*本文:*
--

東京民医連

輝け看護!

みんいれんTOKYO(機関紙)の「輝け看護!」コーナーから

「よろず相談」でつながっていた癌患者の一例

 立川相互ふれあいクリニックでは、貧困格差、超高齢社会に立ち向かう無差別平等の医療・介護の実践を進める一歩として、2018年にクリニック内1階の医療連携室に「よろず相談窓口」を掲げ、相談コーナーを設けました。今回は、転院となった後も窓口相談を続けた方について報告します。
 A氏は市内に転居してきたばかりの60代独居の男性。3ケ月前から飲み込みが悪いなどの症状で受診され、検査の結果、進行食道癌、リンパ節・肝転移が判明。治療意欲が高く、化学放射線治療を希望。病院紹介から医療連携室が関わり、T病院への早期受診を調整。ここでA氏との関わりはいったん終了しました。
 すると翌月に「よろず相談」へ来院。不安な表情で、誰に相談したらよいか分からない様子です。お話を伺うとT病院の対応に不安があり、S病院へ転院したいということでした。一緒に問題を整理し、T病院で相談するようお伝えしました。「また困ったことがあればいつでも相談に来てください」と声を掛けると表情も明るくなりました。後日、S病院へ転院できたと報告に来てくれました。

--

自然言語による領域の説明
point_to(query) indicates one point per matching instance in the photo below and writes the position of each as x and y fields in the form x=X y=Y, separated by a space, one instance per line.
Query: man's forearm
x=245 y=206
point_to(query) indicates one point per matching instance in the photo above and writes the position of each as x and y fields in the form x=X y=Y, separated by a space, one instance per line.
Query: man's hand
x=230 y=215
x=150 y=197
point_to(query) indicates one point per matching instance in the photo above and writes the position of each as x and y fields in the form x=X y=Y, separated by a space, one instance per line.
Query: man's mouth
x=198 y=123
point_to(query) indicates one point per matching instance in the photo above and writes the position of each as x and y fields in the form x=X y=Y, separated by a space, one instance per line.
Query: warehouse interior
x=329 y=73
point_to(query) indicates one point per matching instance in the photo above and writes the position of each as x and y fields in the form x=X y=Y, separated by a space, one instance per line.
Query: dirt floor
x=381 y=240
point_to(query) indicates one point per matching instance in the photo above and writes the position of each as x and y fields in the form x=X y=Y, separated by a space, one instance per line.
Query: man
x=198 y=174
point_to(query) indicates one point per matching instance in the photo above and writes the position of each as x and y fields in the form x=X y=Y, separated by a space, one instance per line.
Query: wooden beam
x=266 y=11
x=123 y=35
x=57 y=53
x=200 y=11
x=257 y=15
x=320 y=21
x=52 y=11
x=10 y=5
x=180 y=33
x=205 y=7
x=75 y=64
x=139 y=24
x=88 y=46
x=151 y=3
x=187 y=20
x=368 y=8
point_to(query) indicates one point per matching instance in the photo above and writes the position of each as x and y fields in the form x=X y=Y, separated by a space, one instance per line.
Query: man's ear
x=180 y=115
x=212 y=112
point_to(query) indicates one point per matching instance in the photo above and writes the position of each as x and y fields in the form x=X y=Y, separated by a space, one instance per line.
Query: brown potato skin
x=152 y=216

--

*練習問題:*
- A) 本文に名前が出てくる病院とクリニックをすべて挙げなさい。
- B) 「よろず相談窓口」に関する本文の報告を、最後の文の後から書き進めなさい。
上の記録は本文の内容とは関係がありません。

*解答:*
- A) 立川相互ふれあいクリニック、T病院、S病院

- B)
 半年後、化学療法が終了し、終末期の治療場所を相談したいと再び来院。当院へ通院し、体調変化があれば法人内の病院へ入院して、希望のホスピスへつなぎました。
 A氏から「ここで良かった。ありがとう」の言葉がありました。「よろず相談」でいつでも話せることが「安心」につながったと思います。
 「よろず相談」の内容は診療相談から生活全般にわたります。お話を伺って問題を整理し、解決の糸口をみつけて専門分野へつなげることが重要です。「ふらっと来て相談する場」「ちょっと困ったことを聞く場」として、今後も多職種と協同で相談活動していきたいと思います。